» **Source data**:
/---
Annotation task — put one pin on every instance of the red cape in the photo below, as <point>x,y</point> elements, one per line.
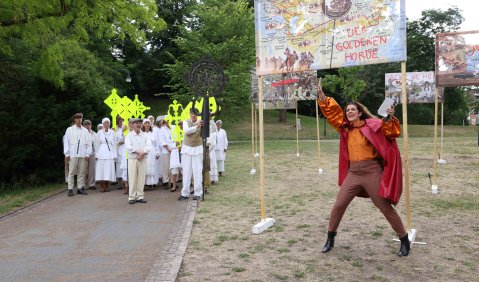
<point>391,180</point>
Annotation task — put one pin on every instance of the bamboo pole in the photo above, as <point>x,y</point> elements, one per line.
<point>406,146</point>
<point>297,131</point>
<point>435,136</point>
<point>252,135</point>
<point>261,148</point>
<point>317,132</point>
<point>257,128</point>
<point>442,131</point>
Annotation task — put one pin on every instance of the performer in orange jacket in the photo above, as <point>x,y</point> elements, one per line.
<point>369,163</point>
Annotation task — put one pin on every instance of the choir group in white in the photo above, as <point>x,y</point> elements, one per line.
<point>147,155</point>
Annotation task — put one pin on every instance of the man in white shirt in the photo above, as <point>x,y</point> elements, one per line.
<point>138,145</point>
<point>221,147</point>
<point>91,160</point>
<point>77,150</point>
<point>192,157</point>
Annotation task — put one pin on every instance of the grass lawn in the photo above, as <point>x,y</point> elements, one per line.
<point>241,131</point>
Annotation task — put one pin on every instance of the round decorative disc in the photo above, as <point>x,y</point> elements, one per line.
<point>336,8</point>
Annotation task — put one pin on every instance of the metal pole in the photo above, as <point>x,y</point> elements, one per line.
<point>406,146</point>
<point>442,131</point>
<point>435,137</point>
<point>297,131</point>
<point>253,123</point>
<point>261,149</point>
<point>317,131</point>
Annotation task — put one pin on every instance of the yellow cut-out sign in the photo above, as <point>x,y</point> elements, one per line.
<point>124,107</point>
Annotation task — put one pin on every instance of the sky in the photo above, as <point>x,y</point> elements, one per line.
<point>469,9</point>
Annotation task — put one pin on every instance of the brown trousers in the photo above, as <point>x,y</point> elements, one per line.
<point>364,175</point>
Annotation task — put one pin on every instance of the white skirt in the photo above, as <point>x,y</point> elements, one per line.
<point>151,180</point>
<point>105,170</point>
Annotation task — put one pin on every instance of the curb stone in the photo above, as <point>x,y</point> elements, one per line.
<point>169,260</point>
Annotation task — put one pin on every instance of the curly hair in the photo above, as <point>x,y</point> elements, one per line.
<point>361,109</point>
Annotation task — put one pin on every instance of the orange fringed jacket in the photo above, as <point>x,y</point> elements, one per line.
<point>382,136</point>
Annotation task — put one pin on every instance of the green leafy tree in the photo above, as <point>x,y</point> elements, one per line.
<point>223,30</point>
<point>58,58</point>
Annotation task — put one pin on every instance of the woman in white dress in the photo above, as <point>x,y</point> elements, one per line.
<point>175,162</point>
<point>121,151</point>
<point>105,155</point>
<point>151,175</point>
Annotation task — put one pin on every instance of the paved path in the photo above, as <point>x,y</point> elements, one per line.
<point>98,237</point>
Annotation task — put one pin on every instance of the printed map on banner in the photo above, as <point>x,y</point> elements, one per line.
<point>420,87</point>
<point>282,91</point>
<point>457,58</point>
<point>293,35</point>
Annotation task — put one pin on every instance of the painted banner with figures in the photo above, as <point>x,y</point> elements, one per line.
<point>420,87</point>
<point>457,58</point>
<point>282,91</point>
<point>323,34</point>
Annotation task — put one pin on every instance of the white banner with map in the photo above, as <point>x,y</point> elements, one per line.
<point>303,35</point>
<point>420,87</point>
<point>282,91</point>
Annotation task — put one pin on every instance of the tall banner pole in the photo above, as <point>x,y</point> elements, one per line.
<point>253,170</point>
<point>442,133</point>
<point>320,169</point>
<point>406,146</point>
<point>257,129</point>
<point>297,132</point>
<point>261,149</point>
<point>265,223</point>
<point>435,140</point>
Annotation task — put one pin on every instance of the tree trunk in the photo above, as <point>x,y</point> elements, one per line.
<point>282,115</point>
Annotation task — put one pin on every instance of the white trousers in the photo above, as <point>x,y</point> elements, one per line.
<point>165,167</point>
<point>77,167</point>
<point>213,167</point>
<point>221,166</point>
<point>192,166</point>
<point>136,178</point>
<point>91,171</point>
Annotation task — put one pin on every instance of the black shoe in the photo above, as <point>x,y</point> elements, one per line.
<point>329,242</point>
<point>82,192</point>
<point>405,246</point>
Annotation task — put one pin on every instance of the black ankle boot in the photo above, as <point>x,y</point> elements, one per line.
<point>405,246</point>
<point>330,242</point>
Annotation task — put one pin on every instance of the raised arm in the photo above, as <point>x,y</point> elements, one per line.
<point>330,109</point>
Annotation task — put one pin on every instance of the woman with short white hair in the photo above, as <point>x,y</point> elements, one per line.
<point>105,155</point>
<point>151,175</point>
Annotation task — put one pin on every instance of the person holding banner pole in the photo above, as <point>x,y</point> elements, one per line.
<point>369,163</point>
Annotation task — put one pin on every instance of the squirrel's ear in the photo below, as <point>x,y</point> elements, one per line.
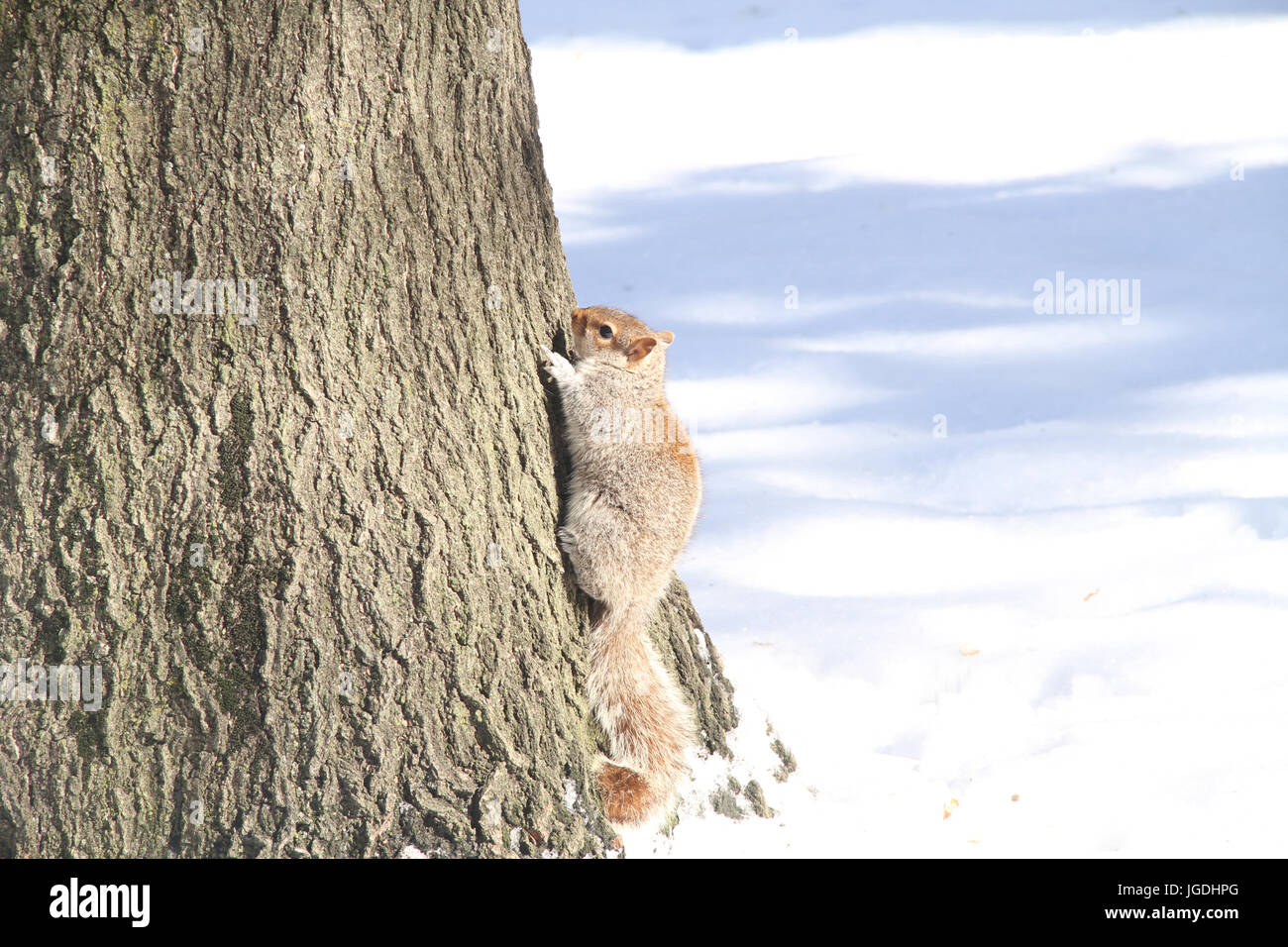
<point>640,348</point>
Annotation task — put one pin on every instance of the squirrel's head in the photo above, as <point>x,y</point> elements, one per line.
<point>614,338</point>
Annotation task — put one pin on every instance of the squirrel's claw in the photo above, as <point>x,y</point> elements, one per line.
<point>558,368</point>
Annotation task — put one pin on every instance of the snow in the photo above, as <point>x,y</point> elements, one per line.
<point>1005,582</point>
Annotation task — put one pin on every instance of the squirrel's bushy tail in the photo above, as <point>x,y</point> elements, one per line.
<point>638,705</point>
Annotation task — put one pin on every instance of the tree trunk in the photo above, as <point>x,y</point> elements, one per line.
<point>305,523</point>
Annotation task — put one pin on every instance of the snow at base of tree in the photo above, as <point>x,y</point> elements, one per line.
<point>1006,579</point>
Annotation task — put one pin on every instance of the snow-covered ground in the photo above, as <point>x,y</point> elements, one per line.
<point>1006,582</point>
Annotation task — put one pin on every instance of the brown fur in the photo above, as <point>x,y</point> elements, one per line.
<point>631,505</point>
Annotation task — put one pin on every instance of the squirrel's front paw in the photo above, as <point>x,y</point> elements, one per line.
<point>559,368</point>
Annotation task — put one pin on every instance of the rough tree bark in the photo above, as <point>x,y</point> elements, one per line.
<point>310,540</point>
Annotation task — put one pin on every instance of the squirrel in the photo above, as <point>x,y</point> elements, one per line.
<point>632,500</point>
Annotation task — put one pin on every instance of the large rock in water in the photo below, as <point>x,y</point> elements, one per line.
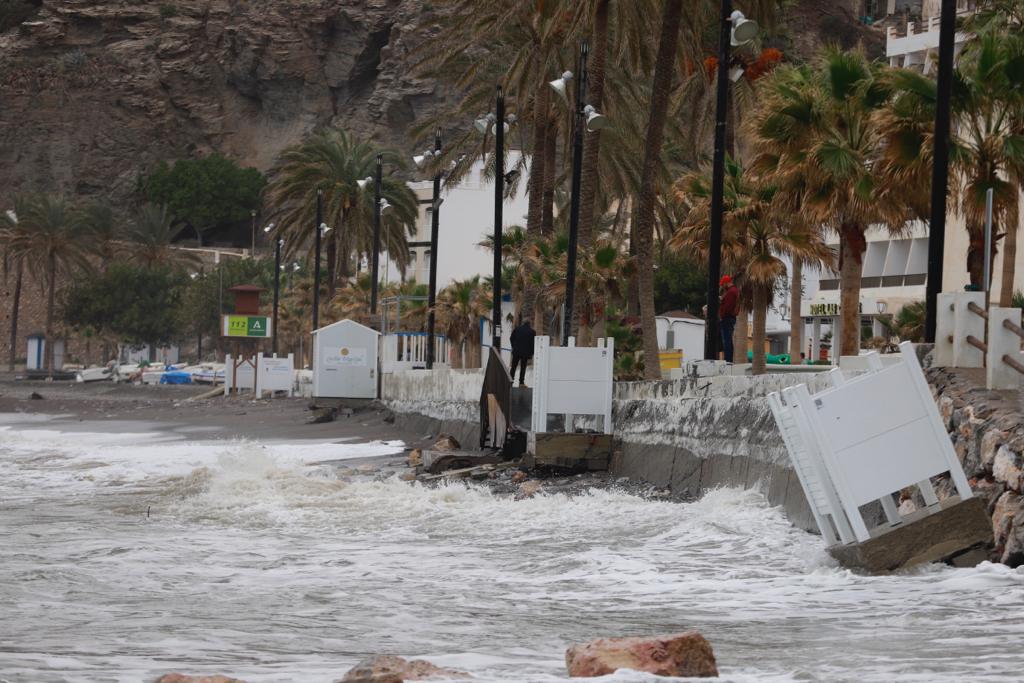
\---
» **Problem description**:
Could you reproduce the entries verbatim, leaving out all pictures?

» **Answer to this problem**:
Annotation task — put one pin on every instance of the red cape in the photo below, as <point>x,y</point> elements, one per line.
<point>391,180</point>
Annotation task — put one pin on every instance of the bamboo pole in the photo above, as <point>x,y</point> elements, one per line.
<point>406,146</point>
<point>297,131</point>
<point>435,136</point>
<point>252,135</point>
<point>261,148</point>
<point>317,132</point>
<point>257,128</point>
<point>442,131</point>
Annotation task — put one pin on every instance of the performer in orange jacket in the photo above, as <point>x,y</point> elements, one per line.
<point>369,163</point>
Annotation task — put one pin on every instance of the choir group in white in the photo above, as <point>x,y</point> elements, one per line.
<point>147,155</point>
Annotation task — put one pin on every instance of the man in white shirt in the photo above, as <point>x,y</point> elements, one per line.
<point>138,145</point>
<point>221,147</point>
<point>91,160</point>
<point>77,150</point>
<point>192,157</point>
Annotation task — put one pin on every instance of the grass lawn in the photo above, as <point>x,y</point> elements, one per line.
<point>241,131</point>
Annotation task — put one pin on every instance of the round decorative disc in the photo above, as <point>x,y</point> elements, one per line.
<point>336,8</point>
Annotation task — put one pin on every instance of the metal pole in the photo above, as <point>x,y</point> elements, one per line.
<point>406,146</point>
<point>442,131</point>
<point>435,137</point>
<point>297,131</point>
<point>253,123</point>
<point>261,149</point>
<point>317,131</point>
Annotation task — put one pin on every instance of the yellow cut-out sign in the photo above, as <point>x,y</point> elements, one per line.
<point>124,107</point>
Annotation task — put one pin on every instance of the sky in the photo above, as <point>x,y</point> elements, one per line.
<point>469,9</point>
Annotation task — put one pin on every instance of the brown trousers in the photo above, as <point>x,y</point> elements, one per line.
<point>364,175</point>
Annotation task — put one pin on every instance of the white skirt in the photo above, as <point>x,y</point> elements, one per line.
<point>151,180</point>
<point>105,170</point>
Annotation task — put one pin on every instance of the curb stone in the photo above, as <point>x,y</point> elements, one per line.
<point>169,260</point>
Annotation task — put one pin on every instance of the curly hair in the photo above, as <point>x,y</point> elements, one per line.
<point>361,109</point>
Annotation task — put one pin on every instance of the orange fringed jacket in the photo above, as <point>x,y</point> elements, one per line.
<point>382,136</point>
Annotation task — put one pin on every instance of the green leafy tree in the photo above, as <point>x,y</point> elements, one per line.
<point>223,30</point>
<point>58,58</point>
Annotation task — put one pin on every instance of the woman in white dress in the photo above, as <point>x,y</point> elements, one per line.
<point>175,162</point>
<point>121,151</point>
<point>105,155</point>
<point>151,175</point>
Annotation task — put one pin on every instance of the paved path in the photo above, as <point>x,y</point> elements, one per line.
<point>98,237</point>
Annotation task — put one pin on every instance of the printed map on banner in the photo above, as <point>x,y</point> elements, one per line.
<point>420,87</point>
<point>282,91</point>
<point>457,58</point>
<point>293,35</point>
Annotation task — put one pin on every instance of the painted banner with figures in the photo above, as <point>x,y</point> elements, one per line.
<point>420,87</point>
<point>457,58</point>
<point>282,91</point>
<point>323,34</point>
Annotation task — put one pin on every instance of the white banner with map in the photo above, as <point>x,y</point> elements, one per line.
<point>303,35</point>
<point>420,87</point>
<point>282,91</point>
Annotation task — put one pin on every instance of the tall banner pole in the photo above, as <point>x,y</point> elements, one per line.
<point>253,170</point>
<point>442,133</point>
<point>320,169</point>
<point>406,146</point>
<point>257,129</point>
<point>297,132</point>
<point>261,149</point>
<point>265,223</point>
<point>435,140</point>
Annotation task — put one pin on every instance of the tree trunk in the photo above, as <point>x,y</point> elements, one per line.
<point>282,115</point>
Annotation task — put one pin on every instance of the white trousers in the photo above, as <point>x,y</point> elements, one per line.
<point>165,167</point>
<point>77,167</point>
<point>213,167</point>
<point>221,166</point>
<point>192,166</point>
<point>136,178</point>
<point>91,171</point>
Annotation task — put one pin on every instance of the black shoe in the photo above, as <point>x,y</point> elements, one per line.
<point>329,242</point>
<point>82,192</point>
<point>405,246</point>
Annotation task — put one pin on every instance of the black ankle boot in the photo above, as <point>x,y</point> elements, one per line.
<point>405,246</point>
<point>330,242</point>
Annotation task — put one pin on every instance of the raised arm in the photo above, as <point>x,y</point> elements, one per line.
<point>330,109</point>
Annotation task — put one pin on every instance of the woman with short white hair in the photo above, as <point>x,y</point> elements, one per line.
<point>105,155</point>
<point>151,175</point>
Annotation task — put one pin on every instance of the person holding banner pole in the photo above, as <point>x,y</point> elements, one per line.
<point>369,163</point>
Annotation task — put one pin on every instance of the squirrel's ear in the photo below, as <point>x,y</point> elements, one per line.
<point>640,348</point>
Annotation task — put one pin on every instance of the squirrel's head in the photo above, as <point>x,y</point> elements, one per line.
<point>614,338</point>
Annotation task — put one pin on every instance of the squirrel's claw in the photo above, as <point>x,y</point> elements, one per line.
<point>558,368</point>
Annotation task — put one pin on every instance of the snow in the photo above, as <point>x,y</point> elements, one per line.
<point>1005,582</point>
Annotation task — put one pin on every instance of the squirrel's bushy tail in the photo above, as <point>x,y</point> elements, one per line.
<point>638,705</point>
Annotation task — put one pin on every instance of the tree trunk in the photo above, as <point>x,y</point> elements, one per line.
<point>305,523</point>
Annotation task — put one pin on every instance of the snow at base of tree in the photo above, as <point>x,y</point> elements, one per line.
<point>1006,579</point>
Annotation task — put one pin on every instance of the snow-covered ground in the photo above, as <point>x,y</point> elements, one per line.
<point>1006,582</point>
Annotation task — put one pin on every instance of the brown fur in the photo above, as <point>x,y</point> elements, one per line.
<point>631,505</point>
Annotation task — put one pin on every instance of the squirrel's front paw in the photo above, as <point>x,y</point> elements, one per line.
<point>559,368</point>
Annotation task — put one pin on every instance of the rough tree bark in the photo above, as <point>x,y</point> elements, one per line.
<point>310,540</point>
Annotation task — put one pin on every instance of the squirrel in the photo above, as <point>x,y</point> elements, one per line.
<point>632,500</point>
Annotation task — put one pin on every instance of the large rock in water in the photo below, as <point>x,y</point> elements, one per line.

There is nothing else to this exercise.